(Rekordy ze zbioru danych z adnotacjami)
☆ ☆ ☆
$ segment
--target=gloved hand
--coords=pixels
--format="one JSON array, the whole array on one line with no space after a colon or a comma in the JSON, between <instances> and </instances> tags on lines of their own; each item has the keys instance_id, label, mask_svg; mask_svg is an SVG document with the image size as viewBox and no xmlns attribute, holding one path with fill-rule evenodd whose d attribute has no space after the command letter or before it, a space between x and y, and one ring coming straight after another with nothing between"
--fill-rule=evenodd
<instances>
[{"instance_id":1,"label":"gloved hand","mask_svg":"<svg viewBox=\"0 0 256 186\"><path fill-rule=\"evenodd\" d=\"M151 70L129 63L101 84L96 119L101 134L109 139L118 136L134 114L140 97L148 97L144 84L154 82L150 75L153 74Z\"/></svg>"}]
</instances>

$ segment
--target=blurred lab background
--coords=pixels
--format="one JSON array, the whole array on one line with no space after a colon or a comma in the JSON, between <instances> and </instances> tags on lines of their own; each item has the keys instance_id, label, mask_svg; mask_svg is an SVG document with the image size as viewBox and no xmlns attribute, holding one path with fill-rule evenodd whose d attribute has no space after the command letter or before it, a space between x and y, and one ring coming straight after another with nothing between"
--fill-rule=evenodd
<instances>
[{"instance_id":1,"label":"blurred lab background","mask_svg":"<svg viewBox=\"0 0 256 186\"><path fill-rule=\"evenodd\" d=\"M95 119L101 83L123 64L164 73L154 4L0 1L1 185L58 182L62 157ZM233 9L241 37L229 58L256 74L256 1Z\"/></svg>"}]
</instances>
☆ ☆ ☆
CO ZROBIĆ:
Przepisz wiernie wszystkie rekordy zamieszczone powyżej, nie zmieniając w żadnym wierszu ani jednego znaku.

ODPOWIEDŹ:
$ segment
--target=gloved hand
--coords=pixels
--format="one JSON array, the whole array on one line with no space after a colon or a comma in the JSON, between <instances> and </instances> tags on lines of their own; each item has the keys instance_id, label, mask_svg; mask_svg is an SVG document with the image size as viewBox and no xmlns attribute, holding one path with fill-rule evenodd whose d attribute has no space after the command letter or before it, a space between x and y, and one ring coming straight after another with nothing between"
--fill-rule=evenodd
<instances>
[{"instance_id":1,"label":"gloved hand","mask_svg":"<svg viewBox=\"0 0 256 186\"><path fill-rule=\"evenodd\" d=\"M151 70L129 63L101 84L96 119L101 134L109 139L118 136L134 114L140 97L148 97L144 84L154 82L150 75L153 74Z\"/></svg>"}]
</instances>

$ segment
--target=blurred lab background
--coords=pixels
--format="one JSON array, the whole array on one line with no space after a colon or a comma in the JSON, between <instances> and </instances> tags on lines of their own; each item has the keys instance_id, label, mask_svg; mask_svg is an SVG document with the image size as viewBox and no xmlns attribute, holding one path with fill-rule evenodd whose d attribute has no space after the command letter or before it, a space between x and y, and one ring coming straight after another with nothing between"
--fill-rule=evenodd
<instances>
[{"instance_id":1,"label":"blurred lab background","mask_svg":"<svg viewBox=\"0 0 256 186\"><path fill-rule=\"evenodd\" d=\"M95 119L101 83L123 64L164 73L154 4L0 1L1 185L58 182L62 157ZM233 9L241 37L229 58L256 74L256 1Z\"/></svg>"}]
</instances>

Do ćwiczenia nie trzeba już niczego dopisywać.